EXTRACT TO READ -
>> begin

From the BBC website

I can’t stop thinking about all the victims of that terrible plane crash on Tuesday, when I was just getting onto the rowing machine at the gym.

The 150 people who perished included a class of 15 and 16 year olds on their way back from a school exchange trip in Barcelona. It turns out they nearly missed the plane as inevitably one child left her passport behind at her host family’s house and they had to do a mad dash to they airport to get it there so that the group could catch the flight. How keenly we felt that, those of us with 15 and 16 year olds of our own; and others who could empathise so strongly. It’s commonplace for children to go on trips such as this. It could have been any of our children. When you’re a parent, you become everyone’s parent, I often feel and this was the case here. A whole school class wiped out. How must their friends feel at the sudden, inexplicable loss of so many mates? Their parents waiting for their beloved children to come home and they did not.

Then there were the babies and the opera singers and the businesspeople and all the rest. The 5 crew members who perished in the course of simply doing their job. The poor, grieving parents and relatives and friends of the people on board; the Germanwings pilots who could no longer face flying their planes. The people of Montabaur and Halten and Seyne-les-Alps, whose names will now forever be linked to this atrocity. When you hear the names of Lockerbie or Dunblane, what is your first thought?

>> end

SUPPLIED ENTRIES -

>> begin

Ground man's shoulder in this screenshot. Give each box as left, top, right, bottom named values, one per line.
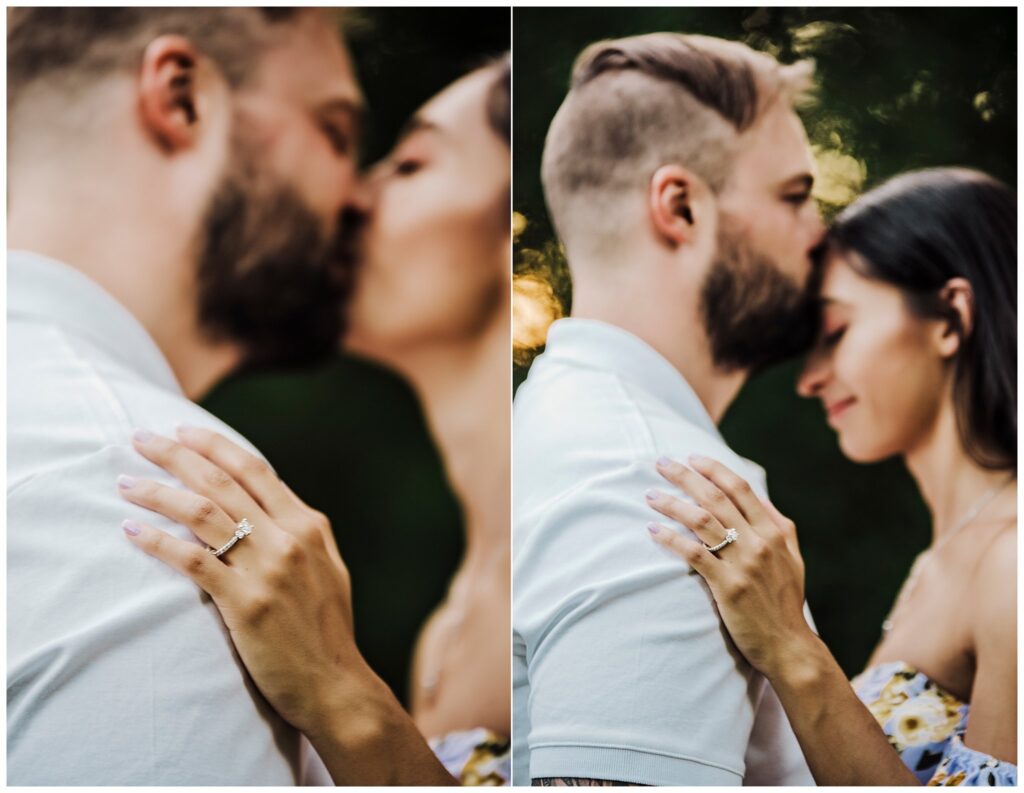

>> end
>> begin

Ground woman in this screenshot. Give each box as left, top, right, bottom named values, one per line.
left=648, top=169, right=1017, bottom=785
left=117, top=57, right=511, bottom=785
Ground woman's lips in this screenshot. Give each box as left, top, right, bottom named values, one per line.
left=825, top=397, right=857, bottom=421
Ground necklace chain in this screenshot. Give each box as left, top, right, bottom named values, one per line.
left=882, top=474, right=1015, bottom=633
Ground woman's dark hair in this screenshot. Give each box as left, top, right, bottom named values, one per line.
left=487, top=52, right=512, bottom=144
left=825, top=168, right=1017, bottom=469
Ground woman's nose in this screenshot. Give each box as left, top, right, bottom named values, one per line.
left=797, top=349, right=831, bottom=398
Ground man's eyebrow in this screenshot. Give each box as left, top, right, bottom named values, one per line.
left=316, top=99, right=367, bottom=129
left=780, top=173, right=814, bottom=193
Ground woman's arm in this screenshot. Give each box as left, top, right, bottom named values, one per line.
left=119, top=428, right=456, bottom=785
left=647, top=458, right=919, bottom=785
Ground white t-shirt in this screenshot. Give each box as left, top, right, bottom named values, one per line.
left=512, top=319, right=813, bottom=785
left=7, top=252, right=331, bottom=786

>> end
>> begin

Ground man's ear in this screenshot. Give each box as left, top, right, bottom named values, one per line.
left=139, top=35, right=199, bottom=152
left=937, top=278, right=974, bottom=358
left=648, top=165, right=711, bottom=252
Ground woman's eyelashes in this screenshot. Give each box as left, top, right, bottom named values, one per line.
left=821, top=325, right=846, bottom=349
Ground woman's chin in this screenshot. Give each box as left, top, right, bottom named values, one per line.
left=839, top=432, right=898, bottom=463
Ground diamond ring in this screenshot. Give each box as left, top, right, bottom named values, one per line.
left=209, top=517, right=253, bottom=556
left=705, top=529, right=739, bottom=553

>> end

TO-DO LIST -
**a.** In the reflection on the plane crash, which city were the class of 15 and 16 year olds returning from?
**b.** List every place name that appears in the reflection on the plane crash.
**c.** Continue the reflection on the plane crash from its final sentence.

OUTPUTS -
**a.** Barcelona

**b.** Barcelona, Montabaur, Halten, Seyne-les-Alps, Lockerbie, Dunblane

**c.**
The co-pilot who, it seems, locked his captain out of the cockpit and, calmly and wilfully, pressed the button to make the aeroplane descend to the minimum possible height, who remained silent as it crashed into a French Alp at 700 kph, rendering the plane and its precious cargo into tiny, unrecognisable pieces. Imagine how the relatives of those who perished must feel about burying parts and not whole bodies.

My heart went out, also, to the parents of Andreas Lubitz. Goodness, I have a child who has made some embarrassing choices and the humiliation of that is bad enough. How will they ever be able to face the world again without feeling judged, with blame inevitably being aimed unfairly in their direction? People often can’t seem to stop themselves from speculating: “What did they do to make him into a monster who would do that?” Remember that they too have lost their child, in unspeakable circumstances. I hope people are kind to them.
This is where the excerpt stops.